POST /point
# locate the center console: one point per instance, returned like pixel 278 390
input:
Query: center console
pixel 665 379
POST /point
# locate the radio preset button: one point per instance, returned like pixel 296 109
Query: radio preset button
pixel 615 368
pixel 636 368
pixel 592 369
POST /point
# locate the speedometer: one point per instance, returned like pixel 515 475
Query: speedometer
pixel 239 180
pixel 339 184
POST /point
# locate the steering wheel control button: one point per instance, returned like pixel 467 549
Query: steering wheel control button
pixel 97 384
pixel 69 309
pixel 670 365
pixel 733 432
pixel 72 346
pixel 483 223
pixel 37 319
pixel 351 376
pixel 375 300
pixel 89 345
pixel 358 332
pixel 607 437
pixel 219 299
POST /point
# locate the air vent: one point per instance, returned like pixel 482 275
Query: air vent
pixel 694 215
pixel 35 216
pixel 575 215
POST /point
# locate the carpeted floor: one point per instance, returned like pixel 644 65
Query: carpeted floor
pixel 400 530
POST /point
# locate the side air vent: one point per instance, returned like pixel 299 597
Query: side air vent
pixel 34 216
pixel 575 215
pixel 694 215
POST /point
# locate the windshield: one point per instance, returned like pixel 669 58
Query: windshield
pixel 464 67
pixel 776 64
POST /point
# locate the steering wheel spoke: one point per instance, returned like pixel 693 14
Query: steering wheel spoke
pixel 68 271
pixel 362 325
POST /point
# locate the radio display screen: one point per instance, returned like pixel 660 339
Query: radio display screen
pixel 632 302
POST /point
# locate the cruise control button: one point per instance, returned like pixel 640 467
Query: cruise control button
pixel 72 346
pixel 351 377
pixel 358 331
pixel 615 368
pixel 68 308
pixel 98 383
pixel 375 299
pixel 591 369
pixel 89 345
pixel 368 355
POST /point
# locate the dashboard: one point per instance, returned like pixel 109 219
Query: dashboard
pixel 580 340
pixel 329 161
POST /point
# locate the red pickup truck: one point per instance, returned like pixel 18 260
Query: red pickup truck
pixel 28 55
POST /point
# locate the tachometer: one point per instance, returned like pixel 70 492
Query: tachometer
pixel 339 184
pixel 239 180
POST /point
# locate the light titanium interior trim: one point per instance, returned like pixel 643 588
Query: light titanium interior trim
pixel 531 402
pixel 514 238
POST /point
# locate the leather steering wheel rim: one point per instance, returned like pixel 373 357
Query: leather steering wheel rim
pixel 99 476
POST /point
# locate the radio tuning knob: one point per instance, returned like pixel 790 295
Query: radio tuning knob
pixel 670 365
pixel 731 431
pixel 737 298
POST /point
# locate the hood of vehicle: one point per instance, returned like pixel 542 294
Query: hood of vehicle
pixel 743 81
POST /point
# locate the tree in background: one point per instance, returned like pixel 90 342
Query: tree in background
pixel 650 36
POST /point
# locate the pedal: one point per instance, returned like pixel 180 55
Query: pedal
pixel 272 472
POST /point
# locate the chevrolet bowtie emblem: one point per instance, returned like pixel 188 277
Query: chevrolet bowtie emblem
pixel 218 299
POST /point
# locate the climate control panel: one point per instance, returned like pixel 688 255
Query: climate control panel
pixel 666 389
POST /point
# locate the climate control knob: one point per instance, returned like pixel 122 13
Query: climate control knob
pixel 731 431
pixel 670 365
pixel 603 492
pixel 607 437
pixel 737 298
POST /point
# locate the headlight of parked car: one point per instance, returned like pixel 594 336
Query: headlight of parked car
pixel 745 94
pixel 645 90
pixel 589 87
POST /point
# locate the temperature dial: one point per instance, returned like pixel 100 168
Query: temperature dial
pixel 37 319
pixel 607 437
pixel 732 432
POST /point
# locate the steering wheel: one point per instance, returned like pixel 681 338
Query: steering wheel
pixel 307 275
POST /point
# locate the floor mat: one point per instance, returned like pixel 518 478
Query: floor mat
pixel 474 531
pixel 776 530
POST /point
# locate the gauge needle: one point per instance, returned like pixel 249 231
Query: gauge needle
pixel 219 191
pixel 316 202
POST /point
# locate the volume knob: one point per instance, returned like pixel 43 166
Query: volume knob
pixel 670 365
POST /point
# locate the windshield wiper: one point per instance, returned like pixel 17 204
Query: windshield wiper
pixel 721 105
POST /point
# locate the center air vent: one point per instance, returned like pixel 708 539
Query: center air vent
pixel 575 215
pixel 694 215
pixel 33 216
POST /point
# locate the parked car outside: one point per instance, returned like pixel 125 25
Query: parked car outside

::::::::::

**OBJETIVO DA TAREFA:** Quais linhas acima contêm a palavra "spoke"? Extraia todas elas, diferenciando maiúsculas de minúsculas.

**RESPOSTA:**
# locate the steering wheel spoke: one point per instance, returned like pixel 693 14
Query: steering wheel spoke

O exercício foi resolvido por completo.